Excerpted records –
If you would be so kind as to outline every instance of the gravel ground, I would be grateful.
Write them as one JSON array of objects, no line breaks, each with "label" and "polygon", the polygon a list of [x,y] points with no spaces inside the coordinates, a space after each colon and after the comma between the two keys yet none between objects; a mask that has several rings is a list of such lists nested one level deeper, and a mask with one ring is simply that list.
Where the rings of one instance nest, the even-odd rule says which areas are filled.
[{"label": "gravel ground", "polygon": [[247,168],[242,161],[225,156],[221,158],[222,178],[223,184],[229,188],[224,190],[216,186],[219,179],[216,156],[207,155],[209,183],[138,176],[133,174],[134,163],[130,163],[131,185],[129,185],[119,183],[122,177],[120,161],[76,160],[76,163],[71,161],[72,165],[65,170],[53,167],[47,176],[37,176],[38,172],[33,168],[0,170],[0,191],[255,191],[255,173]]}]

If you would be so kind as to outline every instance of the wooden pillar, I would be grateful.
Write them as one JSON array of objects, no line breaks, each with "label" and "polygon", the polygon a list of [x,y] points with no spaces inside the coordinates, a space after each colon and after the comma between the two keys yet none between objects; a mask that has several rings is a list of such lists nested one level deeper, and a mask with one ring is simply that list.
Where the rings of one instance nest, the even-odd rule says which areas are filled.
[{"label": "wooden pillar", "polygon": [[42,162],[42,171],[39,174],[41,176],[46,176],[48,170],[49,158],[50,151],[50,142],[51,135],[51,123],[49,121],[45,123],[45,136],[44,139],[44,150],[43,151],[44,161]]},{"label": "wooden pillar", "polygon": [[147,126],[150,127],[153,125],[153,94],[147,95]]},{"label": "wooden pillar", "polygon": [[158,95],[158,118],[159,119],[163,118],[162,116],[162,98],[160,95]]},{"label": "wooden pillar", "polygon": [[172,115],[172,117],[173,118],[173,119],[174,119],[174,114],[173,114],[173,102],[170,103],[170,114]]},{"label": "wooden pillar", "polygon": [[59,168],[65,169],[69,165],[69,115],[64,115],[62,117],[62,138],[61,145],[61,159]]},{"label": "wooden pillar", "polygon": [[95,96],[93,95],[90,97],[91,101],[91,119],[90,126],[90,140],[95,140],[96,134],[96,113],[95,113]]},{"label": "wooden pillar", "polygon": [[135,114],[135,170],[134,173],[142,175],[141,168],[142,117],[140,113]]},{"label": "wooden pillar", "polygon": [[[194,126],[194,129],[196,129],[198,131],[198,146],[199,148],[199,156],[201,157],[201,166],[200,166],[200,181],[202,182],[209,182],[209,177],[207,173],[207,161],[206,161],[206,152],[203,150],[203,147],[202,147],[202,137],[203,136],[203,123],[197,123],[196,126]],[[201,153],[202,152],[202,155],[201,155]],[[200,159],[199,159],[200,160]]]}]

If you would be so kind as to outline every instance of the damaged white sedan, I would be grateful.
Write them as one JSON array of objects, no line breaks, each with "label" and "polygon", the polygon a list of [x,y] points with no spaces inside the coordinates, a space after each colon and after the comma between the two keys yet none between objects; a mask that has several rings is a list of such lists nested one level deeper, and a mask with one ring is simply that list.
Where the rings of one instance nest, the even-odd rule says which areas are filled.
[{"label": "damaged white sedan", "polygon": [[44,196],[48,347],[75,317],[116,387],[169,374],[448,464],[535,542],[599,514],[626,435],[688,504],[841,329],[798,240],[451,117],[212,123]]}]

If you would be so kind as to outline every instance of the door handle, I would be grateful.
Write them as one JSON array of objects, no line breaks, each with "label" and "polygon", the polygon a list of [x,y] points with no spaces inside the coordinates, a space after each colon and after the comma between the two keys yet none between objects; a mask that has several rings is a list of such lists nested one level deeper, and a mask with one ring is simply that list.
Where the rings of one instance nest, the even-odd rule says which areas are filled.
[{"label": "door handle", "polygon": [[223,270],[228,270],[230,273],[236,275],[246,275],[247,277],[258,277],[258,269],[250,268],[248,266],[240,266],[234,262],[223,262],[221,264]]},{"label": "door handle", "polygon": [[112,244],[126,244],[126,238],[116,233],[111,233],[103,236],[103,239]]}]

Task instructions – Copy out every line in the listing above that contains the string "sedan". Treat uppercase and lowercase letters as different.

Output below –
If you would be so kind as to outline every instance of the damaged white sedan, I would be grateful.
[{"label": "damaged white sedan", "polygon": [[44,196],[48,347],[75,317],[116,387],[169,374],[448,464],[535,542],[599,514],[626,435],[688,504],[841,329],[798,240],[451,117],[212,123]]}]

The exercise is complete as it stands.